[Directions] Reproduce, unaltered, the line with "Where can the roof" along with every line that follows it in the records, up to the last.

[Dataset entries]
*** Begin section ***

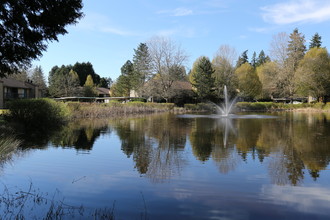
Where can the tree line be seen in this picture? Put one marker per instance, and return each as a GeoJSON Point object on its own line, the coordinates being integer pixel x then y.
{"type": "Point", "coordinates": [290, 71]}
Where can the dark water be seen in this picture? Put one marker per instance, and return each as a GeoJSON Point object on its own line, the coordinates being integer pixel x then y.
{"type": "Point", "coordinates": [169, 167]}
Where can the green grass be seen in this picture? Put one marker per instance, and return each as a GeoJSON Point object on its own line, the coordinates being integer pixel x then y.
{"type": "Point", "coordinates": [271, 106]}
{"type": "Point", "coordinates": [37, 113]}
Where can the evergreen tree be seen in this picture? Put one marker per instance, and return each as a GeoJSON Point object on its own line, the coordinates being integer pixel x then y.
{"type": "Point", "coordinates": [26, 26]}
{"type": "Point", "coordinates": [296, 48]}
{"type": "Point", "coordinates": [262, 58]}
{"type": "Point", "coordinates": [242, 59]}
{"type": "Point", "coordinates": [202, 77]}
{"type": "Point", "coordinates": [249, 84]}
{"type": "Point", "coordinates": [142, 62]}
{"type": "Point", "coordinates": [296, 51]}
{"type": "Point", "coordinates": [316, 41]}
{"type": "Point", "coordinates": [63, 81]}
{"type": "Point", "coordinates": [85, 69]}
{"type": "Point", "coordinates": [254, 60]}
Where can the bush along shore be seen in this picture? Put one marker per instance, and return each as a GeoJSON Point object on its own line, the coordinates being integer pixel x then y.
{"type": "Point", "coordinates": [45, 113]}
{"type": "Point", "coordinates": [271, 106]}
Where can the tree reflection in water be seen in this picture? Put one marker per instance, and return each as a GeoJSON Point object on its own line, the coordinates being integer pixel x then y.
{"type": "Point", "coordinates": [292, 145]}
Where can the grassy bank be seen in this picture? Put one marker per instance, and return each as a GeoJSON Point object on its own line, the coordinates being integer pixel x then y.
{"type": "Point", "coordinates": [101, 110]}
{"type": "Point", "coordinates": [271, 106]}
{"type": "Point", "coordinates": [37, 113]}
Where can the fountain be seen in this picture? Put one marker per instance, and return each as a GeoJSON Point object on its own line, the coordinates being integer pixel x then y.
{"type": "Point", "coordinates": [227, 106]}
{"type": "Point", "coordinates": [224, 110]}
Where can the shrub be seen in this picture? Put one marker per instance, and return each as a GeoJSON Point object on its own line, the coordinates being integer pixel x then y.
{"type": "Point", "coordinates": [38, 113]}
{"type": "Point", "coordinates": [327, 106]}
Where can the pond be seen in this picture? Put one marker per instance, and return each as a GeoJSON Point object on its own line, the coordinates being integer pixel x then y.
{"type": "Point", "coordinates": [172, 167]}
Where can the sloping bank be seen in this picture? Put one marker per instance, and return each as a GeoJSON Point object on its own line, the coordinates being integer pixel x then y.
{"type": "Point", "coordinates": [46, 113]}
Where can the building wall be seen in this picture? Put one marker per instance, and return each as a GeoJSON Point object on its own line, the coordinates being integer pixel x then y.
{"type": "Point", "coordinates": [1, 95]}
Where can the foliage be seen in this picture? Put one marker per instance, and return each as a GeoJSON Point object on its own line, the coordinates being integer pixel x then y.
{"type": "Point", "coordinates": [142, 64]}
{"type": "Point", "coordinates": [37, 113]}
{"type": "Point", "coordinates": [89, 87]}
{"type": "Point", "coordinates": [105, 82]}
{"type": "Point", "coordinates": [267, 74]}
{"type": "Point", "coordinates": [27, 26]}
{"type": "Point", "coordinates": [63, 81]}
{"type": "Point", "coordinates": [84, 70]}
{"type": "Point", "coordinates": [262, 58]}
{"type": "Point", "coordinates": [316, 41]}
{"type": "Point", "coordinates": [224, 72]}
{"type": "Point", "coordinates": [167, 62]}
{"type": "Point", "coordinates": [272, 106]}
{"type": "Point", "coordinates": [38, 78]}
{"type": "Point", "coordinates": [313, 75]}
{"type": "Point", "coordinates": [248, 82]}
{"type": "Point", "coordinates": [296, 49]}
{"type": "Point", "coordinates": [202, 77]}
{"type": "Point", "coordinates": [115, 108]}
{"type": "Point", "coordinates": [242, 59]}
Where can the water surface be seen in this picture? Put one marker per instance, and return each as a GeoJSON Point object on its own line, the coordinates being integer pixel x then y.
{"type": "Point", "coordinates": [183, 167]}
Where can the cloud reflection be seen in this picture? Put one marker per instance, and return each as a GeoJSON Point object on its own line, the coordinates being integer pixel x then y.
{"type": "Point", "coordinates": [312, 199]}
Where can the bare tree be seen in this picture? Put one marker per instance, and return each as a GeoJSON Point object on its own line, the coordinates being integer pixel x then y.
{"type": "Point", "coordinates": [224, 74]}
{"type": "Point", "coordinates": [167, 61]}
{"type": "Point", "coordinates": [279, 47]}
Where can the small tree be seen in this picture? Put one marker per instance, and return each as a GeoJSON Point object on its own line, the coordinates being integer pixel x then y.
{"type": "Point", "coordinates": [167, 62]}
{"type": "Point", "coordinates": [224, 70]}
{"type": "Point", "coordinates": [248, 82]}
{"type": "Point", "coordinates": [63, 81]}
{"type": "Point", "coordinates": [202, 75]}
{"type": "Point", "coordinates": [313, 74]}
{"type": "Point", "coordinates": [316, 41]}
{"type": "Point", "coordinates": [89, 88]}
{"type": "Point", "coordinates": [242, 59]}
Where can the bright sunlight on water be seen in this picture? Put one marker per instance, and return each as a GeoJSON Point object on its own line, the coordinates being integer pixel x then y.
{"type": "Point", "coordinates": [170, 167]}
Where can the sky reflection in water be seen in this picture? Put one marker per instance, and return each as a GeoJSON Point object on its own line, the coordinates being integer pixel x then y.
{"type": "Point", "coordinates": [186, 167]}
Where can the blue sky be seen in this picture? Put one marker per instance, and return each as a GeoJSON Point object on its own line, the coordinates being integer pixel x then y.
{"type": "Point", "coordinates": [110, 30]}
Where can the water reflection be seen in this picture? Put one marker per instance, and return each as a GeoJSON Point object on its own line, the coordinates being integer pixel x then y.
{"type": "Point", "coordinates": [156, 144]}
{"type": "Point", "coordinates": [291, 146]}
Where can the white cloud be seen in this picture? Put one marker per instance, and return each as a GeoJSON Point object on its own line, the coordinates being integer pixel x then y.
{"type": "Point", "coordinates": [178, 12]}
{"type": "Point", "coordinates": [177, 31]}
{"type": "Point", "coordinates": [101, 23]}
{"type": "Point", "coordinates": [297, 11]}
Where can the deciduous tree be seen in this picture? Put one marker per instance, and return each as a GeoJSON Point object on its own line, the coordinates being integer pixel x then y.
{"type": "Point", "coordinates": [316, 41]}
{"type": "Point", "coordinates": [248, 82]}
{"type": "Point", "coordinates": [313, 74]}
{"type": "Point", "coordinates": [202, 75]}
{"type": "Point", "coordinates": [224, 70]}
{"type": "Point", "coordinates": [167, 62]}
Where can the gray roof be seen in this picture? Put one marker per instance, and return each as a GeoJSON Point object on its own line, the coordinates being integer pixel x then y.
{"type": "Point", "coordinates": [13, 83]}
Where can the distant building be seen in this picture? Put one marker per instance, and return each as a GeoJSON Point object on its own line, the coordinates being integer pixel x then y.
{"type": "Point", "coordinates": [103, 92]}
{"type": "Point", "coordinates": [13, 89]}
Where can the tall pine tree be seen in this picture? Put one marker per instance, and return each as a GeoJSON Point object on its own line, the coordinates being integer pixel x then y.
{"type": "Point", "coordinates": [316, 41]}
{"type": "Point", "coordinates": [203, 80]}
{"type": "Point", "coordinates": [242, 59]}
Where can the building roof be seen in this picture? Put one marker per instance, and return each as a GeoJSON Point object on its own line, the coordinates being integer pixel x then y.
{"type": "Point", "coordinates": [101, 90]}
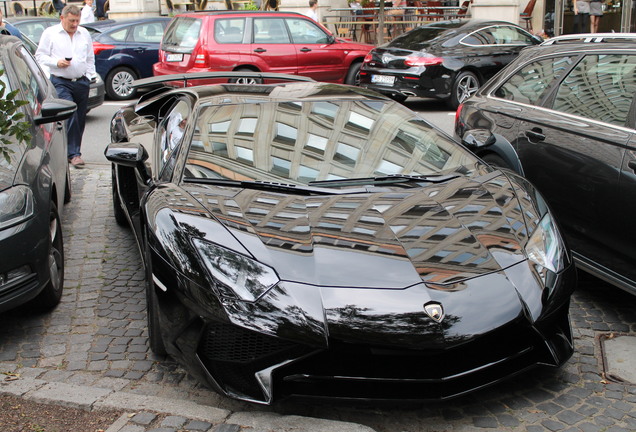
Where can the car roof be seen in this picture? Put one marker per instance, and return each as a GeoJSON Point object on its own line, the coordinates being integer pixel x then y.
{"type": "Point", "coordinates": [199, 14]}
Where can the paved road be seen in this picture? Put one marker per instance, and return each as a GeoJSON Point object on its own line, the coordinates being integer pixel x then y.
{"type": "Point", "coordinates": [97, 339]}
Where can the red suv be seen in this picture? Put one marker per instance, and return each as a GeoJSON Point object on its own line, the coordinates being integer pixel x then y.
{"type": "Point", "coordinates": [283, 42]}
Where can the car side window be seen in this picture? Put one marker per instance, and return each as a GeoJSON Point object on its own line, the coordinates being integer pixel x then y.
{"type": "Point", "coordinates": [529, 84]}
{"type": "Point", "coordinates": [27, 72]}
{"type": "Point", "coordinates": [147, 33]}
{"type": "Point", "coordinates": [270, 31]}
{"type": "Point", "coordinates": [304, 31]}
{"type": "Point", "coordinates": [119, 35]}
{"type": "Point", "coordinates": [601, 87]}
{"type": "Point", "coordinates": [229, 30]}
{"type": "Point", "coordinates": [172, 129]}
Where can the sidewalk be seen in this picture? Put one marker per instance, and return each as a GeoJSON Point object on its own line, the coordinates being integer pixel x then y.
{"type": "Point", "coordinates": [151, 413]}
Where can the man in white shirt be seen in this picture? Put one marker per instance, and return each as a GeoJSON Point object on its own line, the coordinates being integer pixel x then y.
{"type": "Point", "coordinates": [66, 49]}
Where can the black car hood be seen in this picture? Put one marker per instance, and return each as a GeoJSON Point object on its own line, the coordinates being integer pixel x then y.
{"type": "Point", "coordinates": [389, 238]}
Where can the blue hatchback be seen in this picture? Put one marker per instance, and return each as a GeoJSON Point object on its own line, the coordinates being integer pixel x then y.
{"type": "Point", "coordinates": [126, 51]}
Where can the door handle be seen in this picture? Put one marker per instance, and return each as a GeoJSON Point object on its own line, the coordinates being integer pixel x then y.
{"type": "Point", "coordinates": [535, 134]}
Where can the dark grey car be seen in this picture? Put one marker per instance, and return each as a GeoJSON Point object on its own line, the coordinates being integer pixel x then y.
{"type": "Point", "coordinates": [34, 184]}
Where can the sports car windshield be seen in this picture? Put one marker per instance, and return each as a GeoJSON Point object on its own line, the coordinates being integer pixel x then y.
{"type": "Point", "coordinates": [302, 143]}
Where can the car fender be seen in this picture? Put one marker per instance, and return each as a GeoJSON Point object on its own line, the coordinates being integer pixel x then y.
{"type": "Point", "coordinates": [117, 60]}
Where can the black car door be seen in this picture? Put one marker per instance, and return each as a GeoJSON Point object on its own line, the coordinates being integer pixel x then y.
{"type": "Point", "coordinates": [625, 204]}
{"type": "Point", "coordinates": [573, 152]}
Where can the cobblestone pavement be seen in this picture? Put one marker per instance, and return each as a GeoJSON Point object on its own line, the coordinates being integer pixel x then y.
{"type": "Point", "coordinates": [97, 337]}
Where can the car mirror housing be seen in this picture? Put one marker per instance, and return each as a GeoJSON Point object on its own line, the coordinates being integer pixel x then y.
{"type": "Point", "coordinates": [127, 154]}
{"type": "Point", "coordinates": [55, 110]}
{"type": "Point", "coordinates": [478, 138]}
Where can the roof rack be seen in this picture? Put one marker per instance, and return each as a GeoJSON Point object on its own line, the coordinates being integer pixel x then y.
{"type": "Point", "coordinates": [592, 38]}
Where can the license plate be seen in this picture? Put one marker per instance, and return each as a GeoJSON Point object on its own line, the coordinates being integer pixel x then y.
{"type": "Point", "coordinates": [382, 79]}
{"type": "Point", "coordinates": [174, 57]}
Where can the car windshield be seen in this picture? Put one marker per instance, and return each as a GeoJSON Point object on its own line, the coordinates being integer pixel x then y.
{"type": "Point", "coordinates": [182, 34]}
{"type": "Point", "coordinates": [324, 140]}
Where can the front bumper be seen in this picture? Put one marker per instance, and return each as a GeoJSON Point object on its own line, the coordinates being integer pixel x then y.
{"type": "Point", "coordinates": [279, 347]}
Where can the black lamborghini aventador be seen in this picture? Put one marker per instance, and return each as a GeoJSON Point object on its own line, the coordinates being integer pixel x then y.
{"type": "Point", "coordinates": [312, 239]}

*** End section ***

[Solved exercise]
Where can the roof rack be seen in this picture? Put one marker per instance, and return each as a GeoJSON Point object on its own line, the coordinates being integer pixel x then y.
{"type": "Point", "coordinates": [592, 38]}
Where can the license plate be seen in this picture? Put one marker per instance, and return each as a GeoJSON Point object on its own line, the coordinates being integer pixel x then y.
{"type": "Point", "coordinates": [382, 79]}
{"type": "Point", "coordinates": [174, 57]}
Where can the car windshield be seen in this picture? Put one marker per instance, and return each as a GeoJSON Point object on its own line, the coordinates being integer pixel x then y.
{"type": "Point", "coordinates": [182, 34]}
{"type": "Point", "coordinates": [324, 140]}
Where can the front bumper be seen in this picture? Put one marker per instance, and return each as a GeoJSON Point object on its own line, the coordinates being integer pixel x then y.
{"type": "Point", "coordinates": [279, 347]}
Where can the black lamborghini aventador be seen in this picture? Put one marker per instance, and return each as a GeoJSON Point object on its own line, the coordinates being integer pixel x then y.
{"type": "Point", "coordinates": [312, 239]}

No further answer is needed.